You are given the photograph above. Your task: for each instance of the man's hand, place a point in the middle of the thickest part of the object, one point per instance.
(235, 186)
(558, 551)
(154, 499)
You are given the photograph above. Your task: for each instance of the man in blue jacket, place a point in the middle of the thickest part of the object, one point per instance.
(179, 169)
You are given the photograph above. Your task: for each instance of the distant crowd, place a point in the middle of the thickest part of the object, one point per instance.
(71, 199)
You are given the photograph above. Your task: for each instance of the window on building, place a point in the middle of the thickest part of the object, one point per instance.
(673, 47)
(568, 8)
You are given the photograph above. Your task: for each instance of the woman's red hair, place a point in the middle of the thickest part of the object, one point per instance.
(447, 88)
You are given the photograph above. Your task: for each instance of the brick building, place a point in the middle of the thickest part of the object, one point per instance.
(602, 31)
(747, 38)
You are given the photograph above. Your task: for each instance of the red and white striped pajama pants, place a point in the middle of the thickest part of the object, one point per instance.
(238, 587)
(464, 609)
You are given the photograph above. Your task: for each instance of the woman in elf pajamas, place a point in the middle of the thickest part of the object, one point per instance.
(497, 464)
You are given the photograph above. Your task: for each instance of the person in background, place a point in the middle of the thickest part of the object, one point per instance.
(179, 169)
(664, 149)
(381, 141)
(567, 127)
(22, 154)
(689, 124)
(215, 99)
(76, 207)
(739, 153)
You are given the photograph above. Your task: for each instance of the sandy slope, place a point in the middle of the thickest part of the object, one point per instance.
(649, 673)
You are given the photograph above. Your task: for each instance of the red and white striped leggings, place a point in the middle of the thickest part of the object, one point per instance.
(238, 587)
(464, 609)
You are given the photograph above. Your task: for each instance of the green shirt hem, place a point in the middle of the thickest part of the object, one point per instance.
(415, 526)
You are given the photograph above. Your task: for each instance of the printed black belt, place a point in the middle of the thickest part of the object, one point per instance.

· · ·

■ To do
Beginning at the line containing "of the sandy", repeat each line exactly through the last line of the entries, and include no other lines.

■ Answer in full
You are given the photograph above. Your task: for each instance of the sandy slope, place a point in the middle of the thickest part of the object, one point per instance.
(649, 673)
You are given the photograph above. Your task: for each instance of the red and white striped leggings, place a point in the middle of the thickest part of the object, one point per instance.
(238, 587)
(464, 609)
You are given the photograph above. Your task: for each instance of the green shirt hem, place a point in the middle of the thickest part of the object, one point per instance.
(415, 526)
You are given the photograph above. Your task: for each instance of the printed black belt, place a point in the middle of the thickest part of the object, one point per instance.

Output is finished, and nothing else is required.